#### Given records:
* * * * * * * * *
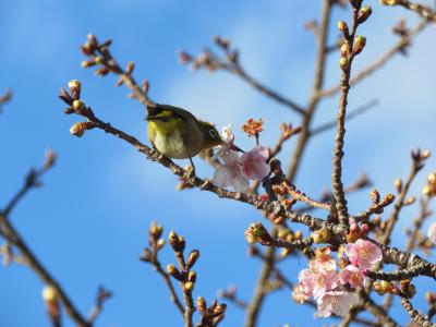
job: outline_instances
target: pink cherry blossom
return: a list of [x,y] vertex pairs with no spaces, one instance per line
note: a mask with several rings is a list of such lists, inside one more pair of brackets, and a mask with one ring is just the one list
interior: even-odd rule
[[269,157],[269,149],[265,146],[256,146],[242,155],[243,171],[249,179],[263,180],[269,173],[269,165],[266,160]]
[[436,244],[436,222],[433,222],[429,227],[428,227],[428,231],[427,231],[427,238]]
[[315,250],[315,258],[308,263],[314,274],[326,274],[336,271],[336,261],[330,255],[330,247],[318,247]]
[[221,157],[225,161],[223,166],[218,166],[214,172],[213,183],[228,187],[233,186],[237,192],[244,192],[249,189],[250,183],[245,173],[243,172],[243,165],[241,158],[233,152],[229,152]]
[[358,304],[359,298],[355,293],[346,291],[330,291],[324,293],[316,301],[318,312],[317,317],[329,317],[331,314],[336,314],[340,317],[344,317],[351,306]]
[[221,138],[223,141],[223,144],[218,146],[218,152],[217,152],[218,157],[225,157],[225,156],[229,155],[231,148],[233,147],[234,134],[232,131],[231,123],[229,123],[222,128]]
[[365,275],[353,265],[348,265],[340,274],[339,280],[342,284],[349,283],[352,288],[365,286]]
[[292,289],[292,299],[299,304],[303,304],[305,301],[311,299],[311,295],[306,293],[306,287],[302,283],[295,283]]
[[305,296],[319,298],[325,292],[335,289],[338,286],[338,274],[336,270],[316,270],[303,269],[299,274],[299,284]]
[[378,245],[362,239],[358,240],[355,243],[347,244],[346,255],[352,265],[362,270],[373,269],[383,258],[382,250]]

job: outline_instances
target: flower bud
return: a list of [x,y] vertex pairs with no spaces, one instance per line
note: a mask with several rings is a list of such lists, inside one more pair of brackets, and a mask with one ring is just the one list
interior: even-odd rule
[[374,204],[378,204],[379,202],[380,202],[380,193],[378,193],[378,191],[377,190],[373,190],[373,191],[371,191],[371,201],[374,203]]
[[174,265],[167,265],[167,272],[179,281],[183,280],[182,274],[179,271],[178,268],[175,268]]
[[85,108],[85,104],[82,100],[74,100],[73,108],[75,112],[80,112]]
[[425,196],[432,196],[432,187],[431,187],[429,185],[425,185],[424,189],[423,189],[423,191],[422,191],[422,193],[423,193]]
[[429,150],[423,150],[423,153],[421,154],[421,157],[423,159],[428,159],[429,156],[432,156],[432,153]]
[[191,271],[187,274],[187,281],[195,282],[196,279],[197,279],[197,272],[191,270]]
[[361,53],[365,45],[366,45],[366,37],[358,35],[354,38],[354,47],[353,47],[354,55]]
[[338,29],[346,36],[348,37],[350,35],[349,29],[348,29],[348,25],[346,22],[343,21],[339,21],[338,22]]
[[183,290],[186,292],[192,292],[194,290],[194,282],[187,281],[183,284]]
[[131,75],[134,69],[135,69],[135,63],[133,61],[129,61],[128,68],[125,69],[125,73],[128,75]]
[[399,0],[379,0],[382,4],[385,5],[397,5]]
[[382,198],[382,202],[379,203],[379,205],[382,207],[386,207],[386,206],[390,205],[393,201],[395,201],[395,195],[389,193],[389,194],[386,194],[384,198]]
[[164,232],[164,228],[159,225],[156,223],[156,221],[152,222],[152,226],[148,230],[148,234],[150,235],[150,238],[157,240],[161,237]]
[[85,131],[86,131],[86,126],[85,126],[84,122],[75,123],[74,125],[72,125],[70,128],[70,134],[77,136],[77,137],[82,137],[83,134],[85,134]]
[[327,229],[322,228],[313,232],[312,239],[316,244],[327,243],[331,239],[331,234]]
[[373,9],[370,5],[364,5],[359,12],[358,23],[364,23],[373,13]]
[[339,66],[342,70],[346,70],[348,68],[348,63],[349,63],[348,58],[341,57],[341,59],[339,59]]
[[395,290],[395,286],[386,280],[377,280],[373,284],[374,291],[376,291],[379,295],[384,295],[386,293],[392,293]]
[[397,192],[401,193],[401,191],[402,191],[402,180],[401,179],[396,179],[395,186],[396,186]]
[[206,300],[203,296],[197,298],[197,308],[199,313],[204,313],[207,310]]
[[348,57],[349,52],[348,52],[348,45],[347,45],[347,43],[344,43],[344,44],[340,47],[340,52],[341,52],[341,57]]
[[186,268],[191,269],[199,257],[199,251],[193,250],[191,251],[190,255],[187,256]]
[[214,315],[216,315],[216,316],[222,315],[226,312],[226,308],[227,308],[226,303],[218,304],[214,308]]
[[262,245],[270,244],[272,241],[268,231],[261,222],[253,222],[249,229],[245,230],[245,240],[249,244],[261,243]]
[[164,240],[164,239],[159,239],[159,240],[156,242],[156,247],[157,247],[157,250],[162,249],[164,245],[165,245],[165,240]]
[[96,64],[97,64],[97,63],[95,62],[94,59],[84,60],[84,61],[82,61],[82,63],[81,63],[82,68],[89,68],[89,66],[93,66],[93,65],[96,65]]
[[427,177],[427,181],[428,181],[428,184],[435,184],[436,185],[436,172],[433,172],[433,173],[431,173],[428,177]]
[[[81,88],[82,88],[82,84],[81,84],[81,82],[80,81],[77,81],[77,80],[71,80],[70,82],[69,82],[69,88],[70,88],[70,90],[71,90],[71,93],[74,95],[74,93],[77,93],[78,95],[81,94]],[[75,98],[75,97],[74,97]],[[77,98],[75,98],[75,99],[78,99],[78,97]]]
[[145,247],[143,251],[143,255],[140,257],[140,261],[148,263],[152,259],[152,252],[148,247]]

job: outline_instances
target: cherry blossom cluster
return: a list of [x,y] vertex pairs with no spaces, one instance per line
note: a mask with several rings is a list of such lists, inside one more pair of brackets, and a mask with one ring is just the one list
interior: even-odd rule
[[[371,241],[358,240],[338,252],[341,257],[338,265],[330,254],[330,247],[318,247],[308,262],[308,268],[299,274],[299,282],[292,291],[296,303],[316,300],[316,317],[329,317],[331,314],[343,317],[350,307],[358,304],[356,287],[366,283],[365,271],[382,261],[382,250]],[[337,267],[343,267],[339,272]]]
[[[253,121],[253,120],[252,120]],[[262,122],[262,121],[261,121]],[[262,123],[257,122],[262,131]],[[252,132],[252,130],[251,130]],[[258,140],[258,132],[253,132]],[[223,165],[219,165],[215,172],[213,182],[221,187],[232,186],[237,192],[245,192],[250,187],[250,180],[263,180],[270,171],[267,160],[269,158],[269,148],[256,145],[250,152],[243,153],[234,145],[234,134],[231,124],[222,129],[222,140],[225,144],[219,146],[217,157]]]

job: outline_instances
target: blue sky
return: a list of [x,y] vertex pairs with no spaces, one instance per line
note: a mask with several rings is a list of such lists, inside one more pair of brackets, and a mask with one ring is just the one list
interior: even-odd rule
[[[389,33],[396,17],[414,15],[402,9],[386,9],[368,1],[374,15],[360,33],[367,47],[355,68],[372,62],[395,38]],[[180,326],[181,317],[169,301],[164,282],[137,261],[147,242],[153,220],[166,231],[185,235],[190,249],[201,249],[195,296],[211,300],[217,289],[238,284],[241,298],[251,298],[259,263],[246,255],[244,229],[262,220],[253,208],[197,190],[175,192],[175,178],[162,167],[146,161],[126,144],[92,131],[82,138],[70,136],[77,118],[65,117],[57,99],[59,87],[78,78],[83,98],[104,120],[145,141],[143,109],[128,99],[128,90],[116,88],[116,80],[95,77],[80,66],[78,47],[88,33],[114,40],[112,52],[120,63],[135,61],[138,80],[152,82],[150,96],[159,101],[189,108],[218,126],[240,126],[247,118],[263,118],[262,141],[274,145],[280,122],[299,123],[286,108],[263,98],[247,85],[226,73],[190,72],[177,61],[177,51],[194,53],[211,44],[211,37],[229,36],[241,49],[241,59],[256,78],[301,104],[312,85],[315,43],[302,28],[318,16],[320,1],[13,1],[0,13],[0,92],[11,88],[13,101],[0,116],[1,204],[23,182],[29,167],[44,159],[50,147],[59,154],[57,167],[44,178],[44,187],[33,191],[16,208],[12,222],[41,262],[62,283],[86,314],[99,284],[114,292],[97,326]],[[336,10],[334,22],[349,13]],[[331,40],[336,36],[332,24]],[[351,92],[350,108],[377,98],[379,105],[348,125],[344,182],[366,171],[382,193],[393,192],[392,182],[409,171],[410,149],[421,146],[435,152],[433,93],[436,69],[435,28],[414,41],[407,59],[398,56],[386,68]],[[328,60],[327,85],[339,81],[337,55]],[[336,116],[337,98],[326,100],[316,123]],[[237,129],[238,130],[238,129]],[[252,140],[237,131],[245,147]],[[310,144],[296,180],[299,189],[316,196],[329,185],[334,134],[325,133]],[[293,142],[280,158],[287,162]],[[195,160],[201,175],[209,167]],[[179,164],[183,165],[183,161]],[[435,170],[435,159],[422,172],[412,192],[419,194],[425,175]],[[350,197],[351,211],[365,208],[365,193]],[[415,209],[404,210],[396,230],[396,245],[403,244],[404,227]],[[434,218],[432,218],[434,219]],[[166,250],[162,263],[173,263]],[[295,280],[303,264],[282,266]],[[428,289],[428,279],[420,280]],[[43,284],[26,268],[0,269],[2,326],[48,326],[40,300]],[[290,300],[289,291],[268,298],[259,326],[323,325],[312,311]],[[423,294],[415,304],[424,308]],[[400,323],[405,316],[395,312]],[[65,326],[73,326],[66,318]],[[225,326],[240,326],[243,313],[229,306]]]

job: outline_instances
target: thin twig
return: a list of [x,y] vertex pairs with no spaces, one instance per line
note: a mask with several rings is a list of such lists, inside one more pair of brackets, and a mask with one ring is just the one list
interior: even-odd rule
[[428,319],[422,316],[410,303],[410,301],[405,298],[401,298],[401,305],[404,307],[405,312],[410,315],[410,317],[422,327],[435,327],[435,324],[432,324]]
[[95,305],[88,316],[89,324],[94,324],[97,317],[100,315],[104,308],[104,304],[107,300],[112,298],[112,292],[107,291],[105,288],[99,287],[95,300]]
[[[362,113],[368,111],[370,109],[374,108],[377,105],[378,105],[378,100],[376,100],[376,99],[371,100],[370,102],[363,105],[362,107],[359,107],[358,109],[354,109],[353,111],[348,112],[347,116],[346,116],[346,121],[349,122],[353,118],[361,116]],[[326,131],[328,131],[330,129],[336,128],[336,125],[337,125],[337,121],[336,120],[327,122],[327,123],[324,123],[324,124],[322,124],[322,125],[319,125],[317,128],[314,128],[311,131],[311,135],[313,136],[313,135],[320,134],[323,132],[326,132]]]
[[[378,71],[390,59],[392,59],[395,55],[402,53],[404,51],[404,48],[407,48],[410,45],[412,38],[419,35],[427,25],[428,23],[425,21],[420,22],[420,24],[417,24],[416,27],[412,28],[407,35],[402,36],[400,40],[392,48],[386,51],[380,58],[375,60],[367,68],[354,74],[354,76],[350,80],[350,85],[354,86],[359,82],[363,81],[365,77],[370,76],[372,73]],[[324,90],[320,96],[323,98],[330,97],[336,95],[340,90],[341,90],[341,85],[337,85]]]
[[[350,92],[350,76],[351,65],[354,57],[358,55],[354,51],[354,38],[359,26],[358,16],[359,9],[352,8],[353,19],[350,35],[346,35],[346,41],[348,47],[347,64],[342,68],[342,77],[340,81],[341,86],[341,98],[339,101],[338,117],[337,117],[337,132],[335,137],[334,147],[334,160],[332,160],[332,172],[331,172],[331,187],[335,198],[335,208],[338,214],[339,225],[341,228],[348,227],[348,207],[346,194],[343,192],[342,184],[342,158],[343,158],[343,138],[346,135],[346,112],[348,106],[348,95]],[[331,213],[334,214],[334,213]]]
[[0,113],[2,106],[12,99],[12,90],[7,90],[3,95],[0,96]]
* * * * * * * * *
#### What the task requires:
Locate every line in the data that contains the word "target", matching case exactly, and copy each of those lines.

#### Response to this task:
target: pink cherry blossom
target: flower bud
target: cherry blossom cluster
target: blue sky
target: thin twig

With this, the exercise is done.